→ Aim of the exercise
Locate the line that contains "Target: wet sand". Retype it and every line after it to the end of the records, exactly, but not the pictures.
· · ·
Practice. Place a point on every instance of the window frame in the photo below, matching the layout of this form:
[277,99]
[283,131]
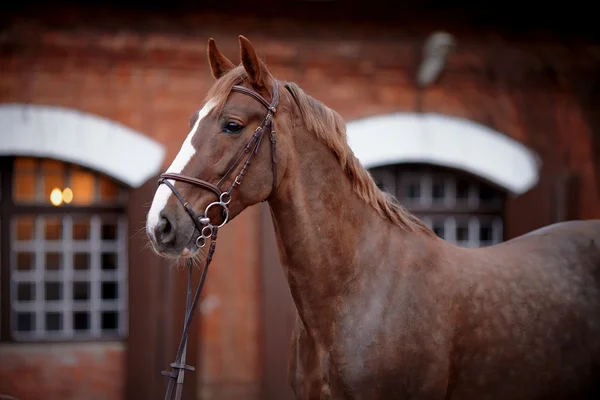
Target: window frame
[397,173]
[8,212]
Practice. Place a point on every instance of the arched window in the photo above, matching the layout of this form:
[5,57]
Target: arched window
[457,206]
[63,251]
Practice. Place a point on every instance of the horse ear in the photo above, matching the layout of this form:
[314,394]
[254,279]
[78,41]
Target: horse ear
[255,69]
[219,64]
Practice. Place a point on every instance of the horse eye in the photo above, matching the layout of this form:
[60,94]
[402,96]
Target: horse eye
[232,127]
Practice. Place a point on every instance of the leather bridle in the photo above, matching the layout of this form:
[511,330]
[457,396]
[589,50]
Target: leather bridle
[207,230]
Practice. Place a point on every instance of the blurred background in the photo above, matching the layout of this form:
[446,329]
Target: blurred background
[483,118]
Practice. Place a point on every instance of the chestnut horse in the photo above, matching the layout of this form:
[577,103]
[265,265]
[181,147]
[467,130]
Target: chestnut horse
[386,309]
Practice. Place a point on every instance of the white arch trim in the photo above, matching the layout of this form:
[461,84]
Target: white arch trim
[81,138]
[446,141]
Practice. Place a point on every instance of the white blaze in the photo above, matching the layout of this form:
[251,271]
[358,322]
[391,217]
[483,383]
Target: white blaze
[184,156]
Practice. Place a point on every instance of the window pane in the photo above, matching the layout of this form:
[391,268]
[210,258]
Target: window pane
[487,194]
[81,229]
[109,261]
[413,191]
[462,233]
[53,173]
[82,185]
[53,291]
[25,321]
[109,290]
[462,190]
[25,227]
[485,232]
[24,188]
[53,261]
[438,191]
[53,321]
[25,165]
[81,290]
[109,230]
[109,320]
[53,229]
[81,321]
[25,261]
[81,261]
[109,191]
[25,291]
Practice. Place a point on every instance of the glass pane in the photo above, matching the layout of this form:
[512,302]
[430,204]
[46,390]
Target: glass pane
[25,165]
[110,320]
[462,190]
[109,261]
[81,229]
[109,191]
[53,291]
[81,261]
[485,232]
[487,194]
[413,191]
[25,321]
[25,227]
[53,229]
[24,188]
[109,230]
[53,321]
[81,290]
[25,261]
[53,173]
[53,261]
[26,291]
[109,290]
[81,321]
[82,185]
[438,191]
[462,233]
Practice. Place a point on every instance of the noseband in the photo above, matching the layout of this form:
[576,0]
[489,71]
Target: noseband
[208,230]
[202,223]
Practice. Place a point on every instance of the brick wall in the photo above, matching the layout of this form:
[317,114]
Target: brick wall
[153,81]
[62,371]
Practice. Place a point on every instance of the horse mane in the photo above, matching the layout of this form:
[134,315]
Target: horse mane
[329,127]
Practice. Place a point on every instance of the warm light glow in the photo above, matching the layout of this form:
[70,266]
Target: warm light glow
[67,195]
[56,197]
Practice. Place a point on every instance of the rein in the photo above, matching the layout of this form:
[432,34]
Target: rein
[207,230]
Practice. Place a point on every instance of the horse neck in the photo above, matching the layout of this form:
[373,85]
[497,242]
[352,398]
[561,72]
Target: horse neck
[328,237]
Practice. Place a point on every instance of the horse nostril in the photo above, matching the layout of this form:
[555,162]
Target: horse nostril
[165,232]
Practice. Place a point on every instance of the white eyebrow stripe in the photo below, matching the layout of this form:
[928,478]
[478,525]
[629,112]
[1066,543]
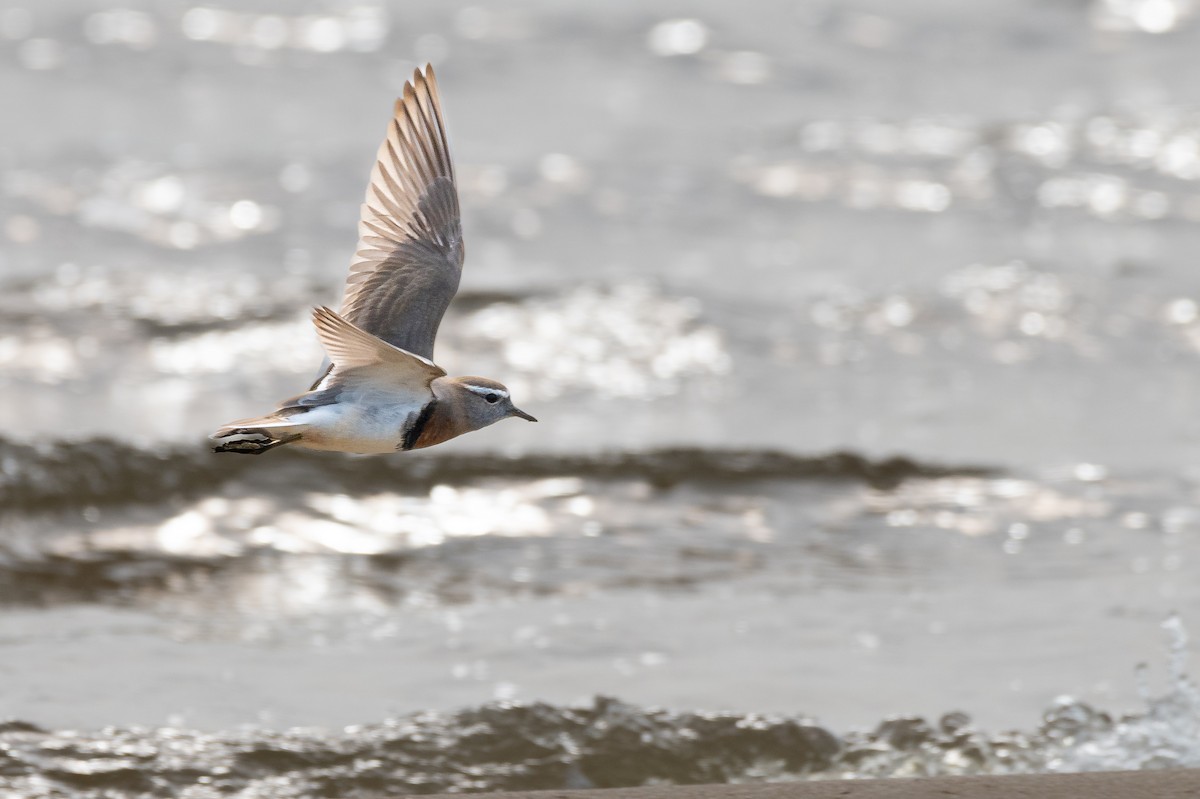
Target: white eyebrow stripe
[481,390]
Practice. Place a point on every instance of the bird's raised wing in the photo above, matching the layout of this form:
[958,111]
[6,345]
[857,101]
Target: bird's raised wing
[409,257]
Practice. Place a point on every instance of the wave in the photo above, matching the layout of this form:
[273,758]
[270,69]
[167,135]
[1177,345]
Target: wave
[101,472]
[539,746]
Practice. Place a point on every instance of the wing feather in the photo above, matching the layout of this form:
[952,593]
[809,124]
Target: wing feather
[408,260]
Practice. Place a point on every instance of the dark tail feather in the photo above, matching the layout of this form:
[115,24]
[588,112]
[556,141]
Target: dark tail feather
[253,440]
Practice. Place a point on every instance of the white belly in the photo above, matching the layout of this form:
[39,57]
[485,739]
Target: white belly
[361,428]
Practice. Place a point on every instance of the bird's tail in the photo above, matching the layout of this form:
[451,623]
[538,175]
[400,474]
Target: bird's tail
[256,436]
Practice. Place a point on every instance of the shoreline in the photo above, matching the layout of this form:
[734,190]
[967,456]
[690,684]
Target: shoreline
[1159,784]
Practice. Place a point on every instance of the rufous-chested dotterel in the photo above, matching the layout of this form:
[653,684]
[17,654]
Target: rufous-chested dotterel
[382,391]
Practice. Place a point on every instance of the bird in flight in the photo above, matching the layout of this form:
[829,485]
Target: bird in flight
[382,390]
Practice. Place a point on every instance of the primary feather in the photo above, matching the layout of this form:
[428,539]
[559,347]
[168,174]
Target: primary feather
[411,252]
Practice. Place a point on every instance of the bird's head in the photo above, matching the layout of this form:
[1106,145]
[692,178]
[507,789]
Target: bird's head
[484,402]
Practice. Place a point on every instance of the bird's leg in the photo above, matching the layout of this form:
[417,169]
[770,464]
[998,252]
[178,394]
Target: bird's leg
[253,445]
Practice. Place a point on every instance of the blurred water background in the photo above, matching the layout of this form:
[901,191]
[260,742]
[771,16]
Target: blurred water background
[864,338]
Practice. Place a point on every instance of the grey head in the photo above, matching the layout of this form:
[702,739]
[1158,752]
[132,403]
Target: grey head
[478,402]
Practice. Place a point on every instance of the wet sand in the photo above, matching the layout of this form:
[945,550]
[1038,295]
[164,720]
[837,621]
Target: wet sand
[1117,785]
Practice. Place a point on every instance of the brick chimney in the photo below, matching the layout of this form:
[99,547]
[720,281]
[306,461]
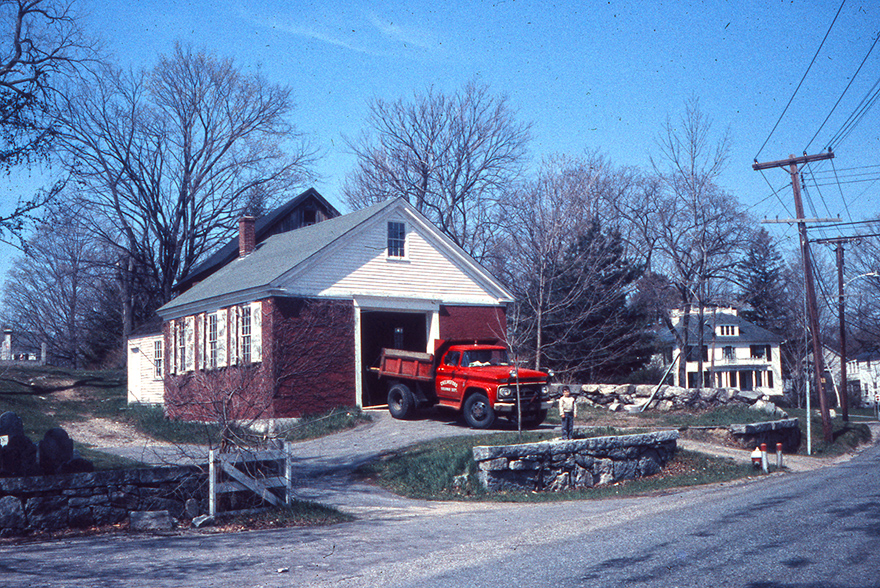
· · ·
→ Exercise output
Target: wet sand
[1117,785]
Practice. Place a point on every instance of the brick chimney in the photo below, matching the layout of this form:
[99,547]
[720,281]
[306,461]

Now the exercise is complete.